▶ TASK TO COMPLETE
Would you retype each record exactly as given?

▶ THE RECORDS
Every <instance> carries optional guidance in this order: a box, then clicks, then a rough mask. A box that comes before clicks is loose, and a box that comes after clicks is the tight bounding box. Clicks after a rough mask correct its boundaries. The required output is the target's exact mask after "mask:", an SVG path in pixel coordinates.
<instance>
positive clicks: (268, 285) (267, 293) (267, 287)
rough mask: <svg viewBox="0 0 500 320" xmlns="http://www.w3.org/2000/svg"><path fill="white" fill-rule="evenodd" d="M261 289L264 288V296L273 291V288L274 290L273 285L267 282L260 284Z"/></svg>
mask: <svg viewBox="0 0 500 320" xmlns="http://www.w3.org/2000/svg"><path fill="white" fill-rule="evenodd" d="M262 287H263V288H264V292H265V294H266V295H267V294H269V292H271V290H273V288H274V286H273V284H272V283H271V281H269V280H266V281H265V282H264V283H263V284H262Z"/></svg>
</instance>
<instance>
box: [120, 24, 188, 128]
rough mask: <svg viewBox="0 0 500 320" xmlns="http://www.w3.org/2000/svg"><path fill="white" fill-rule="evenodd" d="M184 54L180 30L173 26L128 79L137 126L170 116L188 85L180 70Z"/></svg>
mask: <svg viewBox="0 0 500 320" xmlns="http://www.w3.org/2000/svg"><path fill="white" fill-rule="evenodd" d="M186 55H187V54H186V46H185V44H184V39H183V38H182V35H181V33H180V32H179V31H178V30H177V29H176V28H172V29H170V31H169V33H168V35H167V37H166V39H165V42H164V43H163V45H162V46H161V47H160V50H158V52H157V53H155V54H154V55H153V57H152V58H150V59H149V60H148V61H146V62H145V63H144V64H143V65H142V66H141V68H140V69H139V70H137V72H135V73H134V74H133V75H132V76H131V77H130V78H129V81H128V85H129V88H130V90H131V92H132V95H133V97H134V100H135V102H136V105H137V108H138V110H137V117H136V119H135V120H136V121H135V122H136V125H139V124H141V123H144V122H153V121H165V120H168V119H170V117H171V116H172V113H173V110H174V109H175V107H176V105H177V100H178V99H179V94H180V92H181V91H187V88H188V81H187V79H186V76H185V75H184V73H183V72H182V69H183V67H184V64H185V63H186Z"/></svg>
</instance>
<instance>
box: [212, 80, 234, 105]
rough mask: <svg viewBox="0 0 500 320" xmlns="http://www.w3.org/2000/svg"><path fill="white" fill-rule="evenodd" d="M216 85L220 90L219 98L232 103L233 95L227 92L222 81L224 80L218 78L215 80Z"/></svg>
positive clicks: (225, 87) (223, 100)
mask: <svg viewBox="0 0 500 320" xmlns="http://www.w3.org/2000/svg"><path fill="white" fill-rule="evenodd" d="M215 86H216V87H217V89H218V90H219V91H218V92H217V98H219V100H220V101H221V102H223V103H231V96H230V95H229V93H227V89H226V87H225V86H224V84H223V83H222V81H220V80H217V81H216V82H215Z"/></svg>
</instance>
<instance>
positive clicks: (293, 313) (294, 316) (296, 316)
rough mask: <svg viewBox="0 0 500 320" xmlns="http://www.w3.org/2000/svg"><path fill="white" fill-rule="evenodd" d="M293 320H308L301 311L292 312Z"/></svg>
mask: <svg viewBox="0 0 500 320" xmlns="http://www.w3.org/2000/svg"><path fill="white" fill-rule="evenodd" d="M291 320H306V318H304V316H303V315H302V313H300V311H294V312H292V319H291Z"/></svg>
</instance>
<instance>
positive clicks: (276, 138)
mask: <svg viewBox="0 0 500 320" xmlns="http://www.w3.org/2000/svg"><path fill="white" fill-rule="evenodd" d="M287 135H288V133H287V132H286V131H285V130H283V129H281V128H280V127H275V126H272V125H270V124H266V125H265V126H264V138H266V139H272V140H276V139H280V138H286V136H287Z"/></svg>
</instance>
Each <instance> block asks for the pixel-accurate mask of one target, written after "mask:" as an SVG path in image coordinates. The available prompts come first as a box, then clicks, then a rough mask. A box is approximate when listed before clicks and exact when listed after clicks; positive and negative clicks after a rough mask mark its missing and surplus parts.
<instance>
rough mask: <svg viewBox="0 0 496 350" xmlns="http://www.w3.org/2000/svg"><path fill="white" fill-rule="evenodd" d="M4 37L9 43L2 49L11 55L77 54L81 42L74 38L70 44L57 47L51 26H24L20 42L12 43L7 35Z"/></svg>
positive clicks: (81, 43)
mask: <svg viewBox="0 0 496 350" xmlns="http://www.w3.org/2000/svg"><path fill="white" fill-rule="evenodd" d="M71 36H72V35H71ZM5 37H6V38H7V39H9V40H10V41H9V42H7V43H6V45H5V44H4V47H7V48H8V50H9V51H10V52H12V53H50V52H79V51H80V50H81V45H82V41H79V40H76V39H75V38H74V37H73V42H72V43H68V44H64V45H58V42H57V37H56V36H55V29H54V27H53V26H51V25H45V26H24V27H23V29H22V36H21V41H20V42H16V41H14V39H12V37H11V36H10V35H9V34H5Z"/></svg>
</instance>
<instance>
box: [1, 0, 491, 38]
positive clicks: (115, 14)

▶ SOLVED PROBLEM
Every <instance> carries optional guidance in this order: a box, then clicks, then a rough mask. A box that comes before clicks is loose, and a box that comes after clicks is the tight bounding box. Clicks after a rough mask correct its boundaries. The required output is the target's exact mask after "mask:", an SVG path in pixel coordinates.
<instance>
positive clicks: (268, 285) (267, 293) (267, 287)
rough mask: <svg viewBox="0 0 500 320" xmlns="http://www.w3.org/2000/svg"><path fill="white" fill-rule="evenodd" d="M261 289L264 288V296L273 291V288L274 290L273 285L267 282L260 284Z"/></svg>
mask: <svg viewBox="0 0 500 320" xmlns="http://www.w3.org/2000/svg"><path fill="white" fill-rule="evenodd" d="M262 287H263V288H264V292H265V294H266V295H267V294H269V292H271V290H273V288H274V286H273V284H272V283H271V281H269V280H266V281H265V282H264V283H263V284H262Z"/></svg>
</instance>
<instance>
box: [120, 24, 188, 128]
rough mask: <svg viewBox="0 0 500 320" xmlns="http://www.w3.org/2000/svg"><path fill="white" fill-rule="evenodd" d="M184 54L180 30L173 26L128 79L137 126L170 116L188 85L180 70Z"/></svg>
mask: <svg viewBox="0 0 500 320" xmlns="http://www.w3.org/2000/svg"><path fill="white" fill-rule="evenodd" d="M186 55H187V54H186V46H185V44H184V39H183V38H182V35H181V33H180V32H179V31H178V30H177V29H176V28H172V29H170V31H169V33H168V35H167V37H166V39H165V42H164V43H163V45H162V46H161V47H160V50H158V52H157V53H155V54H154V55H153V57H152V58H150V59H149V60H148V61H146V62H145V63H144V64H143V65H142V66H141V68H140V69H139V70H137V72H135V73H134V74H133V75H132V76H131V77H130V78H129V81H128V85H129V88H130V90H131V92H132V95H133V97H134V100H135V102H136V105H137V108H138V110H137V117H136V119H135V120H136V121H135V122H136V125H139V124H141V123H144V122H153V121H165V120H168V119H170V117H171V116H172V113H173V110H174V109H175V107H176V105H177V100H178V99H179V94H180V92H181V91H187V88H188V81H187V79H186V76H185V75H184V73H183V72H182V69H183V67H184V64H185V63H186Z"/></svg>
</instance>
<instance>
box: [212, 80, 234, 105]
rough mask: <svg viewBox="0 0 500 320" xmlns="http://www.w3.org/2000/svg"><path fill="white" fill-rule="evenodd" d="M216 85L220 90L219 98L232 103L233 95L227 92L222 81L224 80L218 78L215 80Z"/></svg>
positive clicks: (225, 87) (223, 100)
mask: <svg viewBox="0 0 500 320" xmlns="http://www.w3.org/2000/svg"><path fill="white" fill-rule="evenodd" d="M215 86H216V87H217V89H218V90H219V91H218V92H217V98H219V100H220V101H221V102H223V103H231V96H230V95H229V93H227V89H226V87H225V86H224V84H223V83H222V81H220V80H217V81H216V82H215Z"/></svg>
</instance>
<instance>
positive clicks: (293, 313) (294, 316) (296, 316)
rough mask: <svg viewBox="0 0 500 320" xmlns="http://www.w3.org/2000/svg"><path fill="white" fill-rule="evenodd" d="M293 320H308L301 311L292 312Z"/></svg>
mask: <svg viewBox="0 0 500 320" xmlns="http://www.w3.org/2000/svg"><path fill="white" fill-rule="evenodd" d="M291 320H306V318H304V316H303V315H302V313H300V311H294V312H292V319H291Z"/></svg>
</instance>
<instance>
positive clicks: (276, 138)
mask: <svg viewBox="0 0 500 320" xmlns="http://www.w3.org/2000/svg"><path fill="white" fill-rule="evenodd" d="M287 135H288V133H287V132H286V131H285V130H283V129H281V128H280V127H275V126H272V125H270V124H266V125H265V126H264V138H266V139H272V140H276V139H280V138H286V136H287Z"/></svg>
</instance>
Each <instance> block asks for the pixel-accurate mask of one target, written after "mask:" as an SVG path in image coordinates. The available prompts come first as a box, then clicks, then a rough mask. A box is approximate when listed before clicks and exact when listed after clicks; positive and negative clicks after a rough mask mark its missing and surplus parts.
<instance>
rough mask: <svg viewBox="0 0 496 350" xmlns="http://www.w3.org/2000/svg"><path fill="white" fill-rule="evenodd" d="M4 37L9 43L2 49L11 55L77 54L81 42L74 38L70 44L57 47L51 26H24L20 42L12 43L7 35Z"/></svg>
positive clicks: (81, 43)
mask: <svg viewBox="0 0 496 350" xmlns="http://www.w3.org/2000/svg"><path fill="white" fill-rule="evenodd" d="M71 36H72V35H71ZM5 37H6V38H7V39H9V40H10V41H9V42H7V43H6V45H5V44H4V47H7V48H8V50H9V51H10V52H12V53H50V52H79V51H80V50H81V45H82V41H79V40H76V39H75V38H74V37H73V42H72V43H68V44H64V45H58V42H57V37H56V36H55V29H54V27H53V26H51V25H45V26H24V27H23V29H22V36H21V41H20V42H16V41H14V39H12V37H11V36H10V35H9V34H5Z"/></svg>
</instance>
<instance>
box: [1, 0, 491, 38]
positive clicks: (115, 14)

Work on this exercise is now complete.